Data shown:
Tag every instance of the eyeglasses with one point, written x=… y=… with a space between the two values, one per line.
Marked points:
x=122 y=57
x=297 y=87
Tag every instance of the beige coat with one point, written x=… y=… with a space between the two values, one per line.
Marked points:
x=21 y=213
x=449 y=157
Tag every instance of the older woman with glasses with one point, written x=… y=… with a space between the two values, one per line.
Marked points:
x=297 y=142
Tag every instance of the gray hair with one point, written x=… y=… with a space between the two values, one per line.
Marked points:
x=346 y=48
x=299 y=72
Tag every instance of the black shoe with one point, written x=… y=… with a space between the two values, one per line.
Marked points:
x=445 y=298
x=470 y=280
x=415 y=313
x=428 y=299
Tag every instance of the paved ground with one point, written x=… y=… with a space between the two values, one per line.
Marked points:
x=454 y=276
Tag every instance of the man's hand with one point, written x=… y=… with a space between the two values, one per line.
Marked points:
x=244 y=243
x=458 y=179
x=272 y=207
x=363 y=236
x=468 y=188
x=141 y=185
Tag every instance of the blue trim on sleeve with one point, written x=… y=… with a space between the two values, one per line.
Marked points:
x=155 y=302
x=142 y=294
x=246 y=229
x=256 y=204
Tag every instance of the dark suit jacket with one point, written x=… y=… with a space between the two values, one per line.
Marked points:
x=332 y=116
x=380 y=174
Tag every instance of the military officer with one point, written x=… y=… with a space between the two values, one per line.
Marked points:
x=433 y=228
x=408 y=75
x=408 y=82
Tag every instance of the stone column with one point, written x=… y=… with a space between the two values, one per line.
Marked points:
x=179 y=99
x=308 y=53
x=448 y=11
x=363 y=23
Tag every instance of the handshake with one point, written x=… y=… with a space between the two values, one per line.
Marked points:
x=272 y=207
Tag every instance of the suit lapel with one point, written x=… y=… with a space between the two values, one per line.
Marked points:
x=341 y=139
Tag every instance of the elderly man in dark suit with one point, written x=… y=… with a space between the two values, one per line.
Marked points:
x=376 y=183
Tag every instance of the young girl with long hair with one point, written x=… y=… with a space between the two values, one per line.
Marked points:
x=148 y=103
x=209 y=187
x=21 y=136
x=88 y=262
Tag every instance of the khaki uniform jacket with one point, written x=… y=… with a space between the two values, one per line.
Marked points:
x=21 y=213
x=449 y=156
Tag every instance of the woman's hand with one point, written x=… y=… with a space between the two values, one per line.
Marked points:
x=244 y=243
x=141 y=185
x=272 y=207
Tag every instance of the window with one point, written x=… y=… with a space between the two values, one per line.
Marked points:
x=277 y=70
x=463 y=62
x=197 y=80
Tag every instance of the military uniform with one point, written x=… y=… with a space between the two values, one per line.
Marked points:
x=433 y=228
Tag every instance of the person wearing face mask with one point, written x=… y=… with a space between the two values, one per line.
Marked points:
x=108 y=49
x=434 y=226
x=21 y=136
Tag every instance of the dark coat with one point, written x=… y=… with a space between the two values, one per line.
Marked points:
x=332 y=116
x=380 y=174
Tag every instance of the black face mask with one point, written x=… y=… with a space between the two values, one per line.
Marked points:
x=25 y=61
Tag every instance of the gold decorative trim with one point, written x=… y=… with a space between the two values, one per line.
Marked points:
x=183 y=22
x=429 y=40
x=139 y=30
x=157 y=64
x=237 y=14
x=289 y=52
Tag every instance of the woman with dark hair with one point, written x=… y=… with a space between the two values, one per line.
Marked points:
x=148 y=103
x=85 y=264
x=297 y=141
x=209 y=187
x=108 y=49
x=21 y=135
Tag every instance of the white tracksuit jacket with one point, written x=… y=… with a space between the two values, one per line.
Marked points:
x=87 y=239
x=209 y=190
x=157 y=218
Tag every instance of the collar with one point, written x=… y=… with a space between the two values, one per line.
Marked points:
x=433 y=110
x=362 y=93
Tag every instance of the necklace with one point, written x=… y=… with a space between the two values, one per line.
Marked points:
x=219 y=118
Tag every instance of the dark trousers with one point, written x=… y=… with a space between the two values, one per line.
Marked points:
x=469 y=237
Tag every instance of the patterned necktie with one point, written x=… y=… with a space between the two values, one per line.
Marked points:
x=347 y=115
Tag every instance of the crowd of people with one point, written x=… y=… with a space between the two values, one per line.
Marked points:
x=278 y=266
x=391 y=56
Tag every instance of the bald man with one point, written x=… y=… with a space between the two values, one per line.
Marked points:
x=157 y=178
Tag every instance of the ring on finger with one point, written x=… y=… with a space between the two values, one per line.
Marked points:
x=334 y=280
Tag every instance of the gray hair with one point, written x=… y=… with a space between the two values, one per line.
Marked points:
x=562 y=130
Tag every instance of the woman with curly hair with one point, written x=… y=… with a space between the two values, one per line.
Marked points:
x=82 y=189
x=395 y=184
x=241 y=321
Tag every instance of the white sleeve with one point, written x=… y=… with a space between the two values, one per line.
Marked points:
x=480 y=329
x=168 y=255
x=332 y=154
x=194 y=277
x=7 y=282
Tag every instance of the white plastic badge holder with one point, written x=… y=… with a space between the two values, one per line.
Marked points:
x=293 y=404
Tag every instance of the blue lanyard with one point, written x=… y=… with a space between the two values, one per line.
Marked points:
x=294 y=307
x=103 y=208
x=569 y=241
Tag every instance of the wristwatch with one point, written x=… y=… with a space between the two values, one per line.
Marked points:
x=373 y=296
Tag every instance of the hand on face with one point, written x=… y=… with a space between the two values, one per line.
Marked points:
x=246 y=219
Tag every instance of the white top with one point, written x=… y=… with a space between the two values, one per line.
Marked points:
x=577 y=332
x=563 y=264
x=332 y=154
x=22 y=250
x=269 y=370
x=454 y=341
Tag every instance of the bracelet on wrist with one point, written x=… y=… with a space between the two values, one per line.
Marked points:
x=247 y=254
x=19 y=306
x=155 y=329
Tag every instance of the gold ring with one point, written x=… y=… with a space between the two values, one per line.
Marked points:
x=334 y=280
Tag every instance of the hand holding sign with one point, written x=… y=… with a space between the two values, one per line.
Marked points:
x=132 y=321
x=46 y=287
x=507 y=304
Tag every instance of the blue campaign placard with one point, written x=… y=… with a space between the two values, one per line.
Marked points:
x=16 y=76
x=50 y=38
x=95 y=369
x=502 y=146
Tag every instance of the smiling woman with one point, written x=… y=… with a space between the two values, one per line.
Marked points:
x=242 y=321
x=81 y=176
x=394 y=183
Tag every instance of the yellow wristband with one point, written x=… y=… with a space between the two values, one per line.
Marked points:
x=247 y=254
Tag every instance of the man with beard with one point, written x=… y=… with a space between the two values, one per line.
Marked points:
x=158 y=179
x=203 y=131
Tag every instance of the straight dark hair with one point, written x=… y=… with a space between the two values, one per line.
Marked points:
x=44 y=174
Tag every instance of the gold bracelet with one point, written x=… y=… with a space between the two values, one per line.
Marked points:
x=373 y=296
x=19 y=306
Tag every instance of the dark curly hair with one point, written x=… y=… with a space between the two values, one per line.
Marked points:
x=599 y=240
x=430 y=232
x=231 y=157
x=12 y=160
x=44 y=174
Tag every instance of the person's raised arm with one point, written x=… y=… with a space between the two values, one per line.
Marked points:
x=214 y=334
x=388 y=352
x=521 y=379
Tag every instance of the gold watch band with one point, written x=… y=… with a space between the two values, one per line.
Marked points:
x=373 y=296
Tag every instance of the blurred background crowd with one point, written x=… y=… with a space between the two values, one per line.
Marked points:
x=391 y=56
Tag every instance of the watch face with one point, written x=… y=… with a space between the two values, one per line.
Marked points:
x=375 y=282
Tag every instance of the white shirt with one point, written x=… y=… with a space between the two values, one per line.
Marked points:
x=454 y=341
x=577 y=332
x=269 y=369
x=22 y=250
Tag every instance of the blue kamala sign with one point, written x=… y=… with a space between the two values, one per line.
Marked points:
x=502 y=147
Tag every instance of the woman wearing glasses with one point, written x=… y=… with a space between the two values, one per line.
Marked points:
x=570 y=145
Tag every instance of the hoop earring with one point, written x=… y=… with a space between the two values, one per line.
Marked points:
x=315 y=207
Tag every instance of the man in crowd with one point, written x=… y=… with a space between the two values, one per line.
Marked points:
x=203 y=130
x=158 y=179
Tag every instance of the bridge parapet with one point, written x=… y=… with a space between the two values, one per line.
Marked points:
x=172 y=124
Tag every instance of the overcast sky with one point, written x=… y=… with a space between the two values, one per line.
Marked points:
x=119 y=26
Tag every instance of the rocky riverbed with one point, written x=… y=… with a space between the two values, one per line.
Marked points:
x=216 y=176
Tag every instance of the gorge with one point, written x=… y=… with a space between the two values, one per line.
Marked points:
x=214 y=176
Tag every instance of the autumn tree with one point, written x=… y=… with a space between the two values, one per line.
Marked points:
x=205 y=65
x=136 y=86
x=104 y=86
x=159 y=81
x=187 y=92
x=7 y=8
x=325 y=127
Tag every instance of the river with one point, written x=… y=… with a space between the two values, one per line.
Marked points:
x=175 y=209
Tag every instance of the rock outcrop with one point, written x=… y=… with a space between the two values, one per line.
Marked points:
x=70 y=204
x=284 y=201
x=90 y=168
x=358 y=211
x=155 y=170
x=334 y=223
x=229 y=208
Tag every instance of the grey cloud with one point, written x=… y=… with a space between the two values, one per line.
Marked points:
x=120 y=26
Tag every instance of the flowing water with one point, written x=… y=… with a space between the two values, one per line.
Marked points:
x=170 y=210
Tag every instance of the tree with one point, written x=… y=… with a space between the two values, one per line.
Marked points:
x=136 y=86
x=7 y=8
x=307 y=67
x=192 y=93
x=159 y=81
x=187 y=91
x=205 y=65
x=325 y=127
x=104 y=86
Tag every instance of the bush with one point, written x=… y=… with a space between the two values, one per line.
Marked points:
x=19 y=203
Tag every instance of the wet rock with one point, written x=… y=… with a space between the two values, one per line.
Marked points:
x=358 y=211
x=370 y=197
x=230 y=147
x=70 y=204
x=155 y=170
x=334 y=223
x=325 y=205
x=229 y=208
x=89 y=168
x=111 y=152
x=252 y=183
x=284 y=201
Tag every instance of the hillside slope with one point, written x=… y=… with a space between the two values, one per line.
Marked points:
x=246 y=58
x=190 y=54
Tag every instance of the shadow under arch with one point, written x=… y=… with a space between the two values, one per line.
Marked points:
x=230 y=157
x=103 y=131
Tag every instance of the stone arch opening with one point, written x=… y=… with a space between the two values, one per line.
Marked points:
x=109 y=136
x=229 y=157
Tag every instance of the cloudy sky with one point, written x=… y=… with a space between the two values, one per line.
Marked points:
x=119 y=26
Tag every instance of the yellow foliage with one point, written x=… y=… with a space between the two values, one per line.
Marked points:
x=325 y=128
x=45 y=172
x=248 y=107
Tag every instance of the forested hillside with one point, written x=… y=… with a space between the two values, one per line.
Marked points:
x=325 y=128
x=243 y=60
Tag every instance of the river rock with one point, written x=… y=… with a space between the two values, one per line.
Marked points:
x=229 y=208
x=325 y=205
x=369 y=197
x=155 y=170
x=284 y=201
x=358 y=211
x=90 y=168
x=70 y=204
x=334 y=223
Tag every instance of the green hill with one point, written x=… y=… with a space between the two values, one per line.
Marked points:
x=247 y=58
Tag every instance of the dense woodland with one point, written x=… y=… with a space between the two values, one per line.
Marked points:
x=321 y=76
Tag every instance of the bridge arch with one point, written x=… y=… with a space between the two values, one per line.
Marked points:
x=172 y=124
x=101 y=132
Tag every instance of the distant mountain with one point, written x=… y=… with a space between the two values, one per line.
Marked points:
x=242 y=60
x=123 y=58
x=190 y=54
--
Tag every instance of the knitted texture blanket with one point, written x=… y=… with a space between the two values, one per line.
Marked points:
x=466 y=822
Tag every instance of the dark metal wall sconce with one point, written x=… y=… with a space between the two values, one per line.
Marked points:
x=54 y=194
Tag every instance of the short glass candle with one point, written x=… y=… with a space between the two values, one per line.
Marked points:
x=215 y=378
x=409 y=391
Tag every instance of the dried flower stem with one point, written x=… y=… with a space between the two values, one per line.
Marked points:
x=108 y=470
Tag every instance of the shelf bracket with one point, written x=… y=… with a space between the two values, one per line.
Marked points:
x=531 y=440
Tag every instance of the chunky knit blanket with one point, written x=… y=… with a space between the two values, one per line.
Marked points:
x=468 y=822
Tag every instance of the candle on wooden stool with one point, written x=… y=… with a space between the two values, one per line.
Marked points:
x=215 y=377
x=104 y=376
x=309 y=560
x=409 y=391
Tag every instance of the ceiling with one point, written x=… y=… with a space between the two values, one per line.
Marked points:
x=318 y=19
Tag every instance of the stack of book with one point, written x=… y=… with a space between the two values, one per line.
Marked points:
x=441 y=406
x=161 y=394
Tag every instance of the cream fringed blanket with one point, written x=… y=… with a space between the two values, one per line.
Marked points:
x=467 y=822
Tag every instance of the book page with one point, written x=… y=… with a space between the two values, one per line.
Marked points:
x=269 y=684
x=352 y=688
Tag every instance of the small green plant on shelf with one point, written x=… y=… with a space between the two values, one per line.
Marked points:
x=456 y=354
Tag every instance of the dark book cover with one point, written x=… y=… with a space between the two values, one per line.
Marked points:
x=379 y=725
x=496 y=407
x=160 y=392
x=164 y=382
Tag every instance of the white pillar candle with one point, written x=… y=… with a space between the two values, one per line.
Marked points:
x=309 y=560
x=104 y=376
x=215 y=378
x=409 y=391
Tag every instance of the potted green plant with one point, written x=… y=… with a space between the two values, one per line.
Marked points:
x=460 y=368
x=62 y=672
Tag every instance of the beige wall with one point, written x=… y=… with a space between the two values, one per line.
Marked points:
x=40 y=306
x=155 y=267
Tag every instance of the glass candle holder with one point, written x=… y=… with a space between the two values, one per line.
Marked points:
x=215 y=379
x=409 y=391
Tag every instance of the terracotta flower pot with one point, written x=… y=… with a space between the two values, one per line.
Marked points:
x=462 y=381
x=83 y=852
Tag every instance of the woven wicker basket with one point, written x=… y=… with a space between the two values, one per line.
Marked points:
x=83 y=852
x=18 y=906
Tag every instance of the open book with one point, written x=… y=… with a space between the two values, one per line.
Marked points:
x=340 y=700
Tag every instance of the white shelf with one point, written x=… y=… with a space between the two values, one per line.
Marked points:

Work to do: Report every line in the rows above that contains the word "black".

Response to this task:
Tag every instance of the black shoe with one point, written x=… y=… with a space between the two values, one per line.
Tag every instance of the black face mask with one point, written x=… y=… with a space between the two values, one per line.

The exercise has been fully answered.